→ **PAGE TEXT**:
Sculpture by Timothy Schmalz

When I Was Sick, also known as When I Was Sick You Visited Me, is a bronze sculpture by Timothy Schmalz that depicts an infirmed Jesus suffering from sickness. The sculpture is 21 by 71 by 32 inch.

The sculpture is part of the Matthew 25 Series by Schmalz. The series of 5 sculptures depicts the Bible passage of Matthew 25:31-46. These sculptures include: "When I was Naked", "When I was a Stranger", "When I was Hungry, Thirsty", "When I was Sick", and "When I was in Prison".

==History==
When I Was Sick was designed by Canadian sculptor Timothy Schmalz. The original sculpture was installed in 2016 at Ospedale di Santo Spirito in Sassia in Rome. Additional replicas of the statue by Schmalz have been placed in various locations across North America, with the first copy being installed at St. Joseph's Health Centre in Hamilton, Ontario.

Other copies of When I Was Sick were installed in Cleveland, Youngstown, Ohio, and Toronto.
The copy in Cleveland was acquired by the Community West Foundation and was installed at the Cleveland Clinic Lutheran Hospital in 2021.
The Youngstown copy was unveiled at Mercy Health's St. Elizabeth Hospital in 2022, as a part of a larger memorial dedicated to COVID-19 pandemic victims and health care teams that cared for them. The Toronto copy was installed in 2023 outside the Church of the Redeemer.

→ **LIST OF TASKS**:
(a) From the text on the sculpture When I Was Sick, copy word for word the passage that opens with the words containing "When I Was Sick, also" and closes with "in Hamilton, Ontario.".
(b) Which sculptures make up the Matthew 25 Series, according to the text on the sculpture When I Was Sick? List every title.

→ **DATA PROVIDED**:
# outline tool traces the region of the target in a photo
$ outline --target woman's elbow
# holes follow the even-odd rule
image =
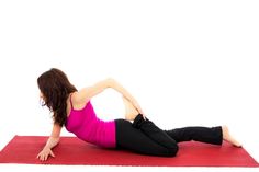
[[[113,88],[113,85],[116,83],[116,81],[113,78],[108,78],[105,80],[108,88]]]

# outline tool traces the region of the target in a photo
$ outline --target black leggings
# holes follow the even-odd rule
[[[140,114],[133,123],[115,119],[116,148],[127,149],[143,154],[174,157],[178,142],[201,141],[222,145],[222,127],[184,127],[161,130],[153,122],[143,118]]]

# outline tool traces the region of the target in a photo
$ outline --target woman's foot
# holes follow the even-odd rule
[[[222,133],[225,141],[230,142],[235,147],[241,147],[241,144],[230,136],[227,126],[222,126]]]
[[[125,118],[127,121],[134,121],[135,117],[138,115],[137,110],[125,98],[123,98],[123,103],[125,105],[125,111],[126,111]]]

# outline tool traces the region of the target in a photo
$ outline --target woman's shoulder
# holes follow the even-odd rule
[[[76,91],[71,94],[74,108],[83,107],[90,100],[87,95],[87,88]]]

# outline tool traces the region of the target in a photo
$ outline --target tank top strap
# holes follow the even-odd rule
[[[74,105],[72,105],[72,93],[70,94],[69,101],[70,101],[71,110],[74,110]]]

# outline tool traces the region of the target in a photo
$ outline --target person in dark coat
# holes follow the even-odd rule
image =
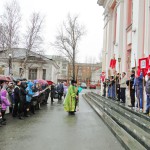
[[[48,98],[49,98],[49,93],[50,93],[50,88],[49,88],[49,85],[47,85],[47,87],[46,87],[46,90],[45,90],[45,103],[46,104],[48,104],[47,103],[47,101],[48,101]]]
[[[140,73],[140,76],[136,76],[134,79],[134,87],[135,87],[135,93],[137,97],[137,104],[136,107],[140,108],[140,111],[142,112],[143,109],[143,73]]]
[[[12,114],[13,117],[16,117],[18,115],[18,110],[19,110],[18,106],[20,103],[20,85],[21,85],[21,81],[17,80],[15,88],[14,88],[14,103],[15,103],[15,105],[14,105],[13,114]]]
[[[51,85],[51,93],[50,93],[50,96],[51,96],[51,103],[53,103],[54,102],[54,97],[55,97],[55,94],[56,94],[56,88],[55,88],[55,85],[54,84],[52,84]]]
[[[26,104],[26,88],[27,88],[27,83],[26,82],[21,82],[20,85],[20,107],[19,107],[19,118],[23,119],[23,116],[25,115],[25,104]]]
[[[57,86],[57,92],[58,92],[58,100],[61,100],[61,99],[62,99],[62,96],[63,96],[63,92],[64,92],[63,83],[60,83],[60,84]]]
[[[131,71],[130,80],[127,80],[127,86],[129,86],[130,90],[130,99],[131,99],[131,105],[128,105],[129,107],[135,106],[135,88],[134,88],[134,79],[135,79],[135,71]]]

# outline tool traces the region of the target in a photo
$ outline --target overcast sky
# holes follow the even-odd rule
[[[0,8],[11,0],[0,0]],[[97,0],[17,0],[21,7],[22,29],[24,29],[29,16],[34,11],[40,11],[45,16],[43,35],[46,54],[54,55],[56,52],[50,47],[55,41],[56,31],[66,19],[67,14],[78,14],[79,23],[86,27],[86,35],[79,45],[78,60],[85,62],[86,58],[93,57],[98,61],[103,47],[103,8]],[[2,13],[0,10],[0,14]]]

==

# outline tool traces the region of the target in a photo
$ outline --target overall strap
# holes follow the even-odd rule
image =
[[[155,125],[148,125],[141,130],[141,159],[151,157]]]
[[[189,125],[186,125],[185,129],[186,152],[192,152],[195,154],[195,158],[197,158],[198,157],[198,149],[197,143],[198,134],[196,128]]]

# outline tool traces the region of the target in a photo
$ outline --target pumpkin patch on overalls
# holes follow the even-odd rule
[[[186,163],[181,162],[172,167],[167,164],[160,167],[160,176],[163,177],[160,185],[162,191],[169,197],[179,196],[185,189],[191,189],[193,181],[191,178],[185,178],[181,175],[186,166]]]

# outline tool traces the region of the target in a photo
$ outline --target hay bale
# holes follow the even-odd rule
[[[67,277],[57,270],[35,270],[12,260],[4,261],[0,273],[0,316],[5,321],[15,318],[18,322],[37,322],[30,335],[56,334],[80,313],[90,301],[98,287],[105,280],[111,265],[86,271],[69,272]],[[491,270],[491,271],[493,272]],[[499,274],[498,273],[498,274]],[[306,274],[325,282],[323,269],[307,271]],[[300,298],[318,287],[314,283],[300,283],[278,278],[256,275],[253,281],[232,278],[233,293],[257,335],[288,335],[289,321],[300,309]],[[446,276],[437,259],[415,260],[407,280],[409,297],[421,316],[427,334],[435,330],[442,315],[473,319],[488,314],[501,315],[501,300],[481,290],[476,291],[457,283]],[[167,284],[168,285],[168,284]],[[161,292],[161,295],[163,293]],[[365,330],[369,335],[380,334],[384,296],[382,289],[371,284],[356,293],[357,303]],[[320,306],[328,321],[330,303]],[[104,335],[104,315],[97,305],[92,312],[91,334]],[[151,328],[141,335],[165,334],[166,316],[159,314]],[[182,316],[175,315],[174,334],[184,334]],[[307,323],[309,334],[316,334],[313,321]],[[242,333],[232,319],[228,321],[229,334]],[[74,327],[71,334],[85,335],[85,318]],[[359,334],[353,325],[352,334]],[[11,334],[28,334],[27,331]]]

→ **RESPONSES**:
(a)
When I Was Sick, also known as When I Was Sick You Visited Me, is a bronze sculpture by Timothy Schmalz that depicts an infirmed Jesus suffering from sickness. The sculpture is 21 by 71 by 32 inch.

The sculpture is part of the Matthew 25 Series by Schmalz. The series of 5 sculptures depicts the Bible passage of Matthew 25:31-46. These sculptures include: "When I was Naked", "When I was a Stranger", "When I was Hungry, Thirsty", "When I was Sick", and "When I was in Prison".

==History==
When I Was Sick was designed by Canadian sculptor Timothy Schmalz. The original sculpture was installed in 2016 at Ospedale di Santo Spirito in Sassia in Rome. Additional replicas of the statue by Schmalz have been placed in various locations across North America, with the first copy being installed at St. Joseph's Health Centre in Hamilton, Ontario.

(b)
- "When I was Naked"
- "When I was a Stranger"
- "When I was Hungry, Thirsty"
- "When I was Sick"
- "When I was in Prison"